• **The task**
Copy all the material that follows, keeping every character the same.
--- BEGIN Task data ---
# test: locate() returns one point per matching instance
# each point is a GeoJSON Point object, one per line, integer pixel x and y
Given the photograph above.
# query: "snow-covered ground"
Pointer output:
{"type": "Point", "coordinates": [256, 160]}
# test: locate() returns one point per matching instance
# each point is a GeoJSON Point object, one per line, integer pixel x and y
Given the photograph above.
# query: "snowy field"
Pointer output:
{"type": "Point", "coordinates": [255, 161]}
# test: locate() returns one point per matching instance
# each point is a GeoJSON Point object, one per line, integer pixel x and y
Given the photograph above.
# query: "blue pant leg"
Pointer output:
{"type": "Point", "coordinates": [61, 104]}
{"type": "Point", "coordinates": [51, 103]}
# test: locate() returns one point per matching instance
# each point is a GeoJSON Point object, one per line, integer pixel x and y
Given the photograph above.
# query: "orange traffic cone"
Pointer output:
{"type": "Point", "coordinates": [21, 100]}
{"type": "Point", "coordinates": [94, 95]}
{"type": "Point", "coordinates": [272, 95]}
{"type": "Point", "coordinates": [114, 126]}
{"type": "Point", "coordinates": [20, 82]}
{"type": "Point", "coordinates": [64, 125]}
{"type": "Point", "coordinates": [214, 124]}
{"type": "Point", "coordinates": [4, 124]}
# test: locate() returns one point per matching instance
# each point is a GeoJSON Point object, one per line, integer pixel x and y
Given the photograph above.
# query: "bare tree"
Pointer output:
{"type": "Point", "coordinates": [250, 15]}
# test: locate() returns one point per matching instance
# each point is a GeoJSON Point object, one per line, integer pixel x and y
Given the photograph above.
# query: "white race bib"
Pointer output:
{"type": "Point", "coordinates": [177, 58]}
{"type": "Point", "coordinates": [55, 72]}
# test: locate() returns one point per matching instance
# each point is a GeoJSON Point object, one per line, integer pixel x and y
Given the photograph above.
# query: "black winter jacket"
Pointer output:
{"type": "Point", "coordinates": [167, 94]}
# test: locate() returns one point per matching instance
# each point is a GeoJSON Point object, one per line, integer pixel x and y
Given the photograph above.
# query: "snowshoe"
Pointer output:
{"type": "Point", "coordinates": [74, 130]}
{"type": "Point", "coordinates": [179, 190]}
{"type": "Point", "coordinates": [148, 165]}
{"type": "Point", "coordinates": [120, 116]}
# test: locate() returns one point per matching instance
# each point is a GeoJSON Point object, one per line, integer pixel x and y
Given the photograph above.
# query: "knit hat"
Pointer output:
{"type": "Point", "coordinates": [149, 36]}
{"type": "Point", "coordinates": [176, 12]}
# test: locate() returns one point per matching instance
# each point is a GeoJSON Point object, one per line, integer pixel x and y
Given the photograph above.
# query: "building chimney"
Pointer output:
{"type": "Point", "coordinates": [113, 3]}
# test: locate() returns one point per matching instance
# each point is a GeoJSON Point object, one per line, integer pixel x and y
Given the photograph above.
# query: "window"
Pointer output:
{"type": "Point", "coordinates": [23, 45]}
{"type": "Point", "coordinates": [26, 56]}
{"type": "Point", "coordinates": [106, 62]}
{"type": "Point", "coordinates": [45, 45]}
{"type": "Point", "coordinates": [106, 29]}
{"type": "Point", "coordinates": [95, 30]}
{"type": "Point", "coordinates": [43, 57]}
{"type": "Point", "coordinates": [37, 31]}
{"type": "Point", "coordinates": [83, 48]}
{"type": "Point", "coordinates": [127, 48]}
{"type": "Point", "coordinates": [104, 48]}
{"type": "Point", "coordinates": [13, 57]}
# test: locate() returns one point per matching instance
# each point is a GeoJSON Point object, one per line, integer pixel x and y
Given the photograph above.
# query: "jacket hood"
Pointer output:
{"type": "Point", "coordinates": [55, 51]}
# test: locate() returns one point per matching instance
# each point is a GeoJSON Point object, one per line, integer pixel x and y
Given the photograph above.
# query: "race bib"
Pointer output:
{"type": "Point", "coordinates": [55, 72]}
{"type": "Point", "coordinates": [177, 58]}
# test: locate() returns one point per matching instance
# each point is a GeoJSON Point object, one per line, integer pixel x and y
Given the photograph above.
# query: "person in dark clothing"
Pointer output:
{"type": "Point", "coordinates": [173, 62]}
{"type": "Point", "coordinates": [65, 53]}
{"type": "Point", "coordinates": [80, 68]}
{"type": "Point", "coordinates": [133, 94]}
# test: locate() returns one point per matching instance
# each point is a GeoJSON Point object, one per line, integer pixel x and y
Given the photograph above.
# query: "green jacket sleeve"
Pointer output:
--- END Task data ---
• **Solution for this exercise**
# test: locate() returns one point per matching instance
# each point is a GeoJSON Point object, one per line, integer pixel x and y
Given the photograph above.
# query: "snow-covered ground"
Pointer output:
{"type": "Point", "coordinates": [256, 160]}
# test: locate() returns one point per matching instance
# each point is a GeoJSON Point object, one per line, integer pixel x and y
Given the photograph above.
# query: "snowy field"
Pointer output:
{"type": "Point", "coordinates": [255, 161]}
# test: locate() returns one point per matching instance
# each point is a GeoJSON Point object, one per line, integer pixel x and y
Given the photograph above.
# query: "blue pant leg"
Pointer output:
{"type": "Point", "coordinates": [61, 104]}
{"type": "Point", "coordinates": [51, 103]}
# test: locate() returns one point per matching instance
# each point is a GeoJSON Point object, one per line, integer pixel x and y
Given the photograph above.
# query: "orange traffic cone"
Pointer output:
{"type": "Point", "coordinates": [21, 100]}
{"type": "Point", "coordinates": [94, 95]}
{"type": "Point", "coordinates": [272, 95]}
{"type": "Point", "coordinates": [114, 126]}
{"type": "Point", "coordinates": [20, 82]}
{"type": "Point", "coordinates": [64, 125]}
{"type": "Point", "coordinates": [214, 124]}
{"type": "Point", "coordinates": [4, 124]}
# test: locate() returns one point per matching instance
# each point is a GeoJSON Point object, one per line, integer pixel x and y
Given the photograph above.
# query: "bare tree"
Pointer output:
{"type": "Point", "coordinates": [250, 15]}
# test: locate() returns one point per matching instance
# each point is a GeoJSON Point object, one per line, integer pixel x and y
Given the photograph above.
# query: "white race bib"
Pointer output:
{"type": "Point", "coordinates": [177, 58]}
{"type": "Point", "coordinates": [55, 72]}
# test: locate() returns one point per matching instance
# each point is a GeoJSON Point object, one per line, integer pixel x and y
Given the photograph above.
# query: "black winter jacket"
Pointer output:
{"type": "Point", "coordinates": [167, 94]}
# test: locate() returns one point per matching instance
# each point is a GeoJSON Point object, one per line, integer pixel x and y
Given the photograph above.
# query: "snowshoe"
Pointer output:
{"type": "Point", "coordinates": [74, 130]}
{"type": "Point", "coordinates": [179, 190]}
{"type": "Point", "coordinates": [148, 165]}
{"type": "Point", "coordinates": [120, 116]}
# test: locate() returns one point per matching instance
# each point is a GeoJSON Point object, one per line, integer pixel x and y
Given the photograph above.
# query: "knit hat"
Pointer output:
{"type": "Point", "coordinates": [149, 36]}
{"type": "Point", "coordinates": [176, 12]}
# test: locate() returns one point per matching instance
# each point is a GeoJSON Point object, one per line, integer pixel x and y
Given the photograph above.
# query: "building chimney"
Pointer output:
{"type": "Point", "coordinates": [113, 3]}
# test: locate() returns one point per matching instance
# each point is a GeoJSON Point object, one per line, integer pixel x and y
Given the photograph above.
# query: "window"
Pointer output:
{"type": "Point", "coordinates": [23, 45]}
{"type": "Point", "coordinates": [26, 56]}
{"type": "Point", "coordinates": [106, 62]}
{"type": "Point", "coordinates": [45, 45]}
{"type": "Point", "coordinates": [106, 29]}
{"type": "Point", "coordinates": [95, 30]}
{"type": "Point", "coordinates": [43, 57]}
{"type": "Point", "coordinates": [37, 31]}
{"type": "Point", "coordinates": [83, 48]}
{"type": "Point", "coordinates": [127, 48]}
{"type": "Point", "coordinates": [104, 48]}
{"type": "Point", "coordinates": [13, 57]}
# test: locate() returns one point per matching instance
# each point is a GeoJSON Point object, one per line, integer pixel x and y
Given the photograph above.
# query: "jacket hood"
Pointer output:
{"type": "Point", "coordinates": [55, 51]}
# test: locate() returns one point per matching instance
# each point is a GeoJSON Point object, one per line, integer pixel x and y
Given the photograph above.
# query: "race bib"
Pointer output:
{"type": "Point", "coordinates": [55, 72]}
{"type": "Point", "coordinates": [177, 58]}
# test: locate() returns one point per matching instance
# each point is a GeoJSON Point object, one per line, integer pixel x and y
Given the photograph above.
# query: "person in dark clothing"
Pointer output:
{"type": "Point", "coordinates": [173, 62]}
{"type": "Point", "coordinates": [65, 53]}
{"type": "Point", "coordinates": [80, 68]}
{"type": "Point", "coordinates": [133, 94]}
# test: locate() returns one point per matching instance
# each point is a GeoJSON Point object, one per line, integer pixel x and y
Given the photograph above.
# query: "green jacket sleeve"
Pointer output:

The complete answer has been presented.